> [Challenges]:
A – Reproduce everything in the knowledge management passage from "When the facilitator" down to "get ‘no-budget KM ideas’.".
B – According to the knowledge management passage, how many people who offer their support should the change agent list before scheduling the brainstorming session?

> [Excerpted passage]:
• • • • •
When the facilitator senses the groups have begun to exhaust their ideas, he or she announces that it is time to switch tables. The facilitator can guarantee diversity of ideas by assuring that the same people do not sit together twice. Once everyone has participated at each table and the KM Buzz Session is complete, the results should be captured and recorded in a knowledge base.
When the change agent hosts a KM Buzz Session, inevitably there will be enthusiastic, like-minded individuals who will volunteer to become part of the new knowledge management program. The change agent should collect a list of at least 10-20 people who offer their support, and then should schedule a brainstorming session with that group to get ‘no-budget KM ideas’.
The brainstorming should not feature traditional brainstorming, but rather the interactive knowledge café or possibly the trigger method. Each participant is given the problem to consider overnight, and is asked to create a list of potential no-budget KM ideas to bring back the next day. When the group convenes, each group member has a turn to explain their ideas to the group until everyone has had a chance to talk. Another round ensues where the ideas that have already been mentioned “trigger” new ideas. This round robin style eliminates the uneven distribution of participation between extrovert and introverts, and gives people the opportunity to re-organize and refocus ideas.
The brainstorming session should result in at least 50-100 or so good, no-budget or low-budget KM ideas that won’t cost much money to implement, but will produce quantifiable results for the company. The change agent, or knowledge manager, serves the role of the manager of the no-budget or low-budget KM program. With the group, he or she should encourage the participants to volunteer to be champions for individual small initiatives. Finally, the change agent should implement a lessons learned management process, talk to the boss to ensure support of the program, and enlist the help of a co-champion in the event that backup is needed.
• • • • •
> [Record extracts]:
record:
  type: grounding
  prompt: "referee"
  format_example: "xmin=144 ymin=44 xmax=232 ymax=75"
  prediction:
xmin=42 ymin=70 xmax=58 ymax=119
• • • • •
> [Results by task]:
A –
When the facilitator senses the groups have begun to exhaust their ideas, he or she announces that it is time to switch tables. The facilitator can guarantee diversity of ideas by assuring that the same people do not sit together twice. Once everyone has participated at each table and the KM Buzz Session is complete, the results should be captured and recorded in a knowledge base.
When the change agent hosts a KM Buzz Session, inevitably there will be enthusiastic, like-minded individuals who will volunteer to become part of the new knowledge management program. The change agent should collect a list of at least 10-20 people who offer their support, and then should schedule a brainstorming session with that group to get ‘no-budget KM ideas’.

B – At least 10-20 people.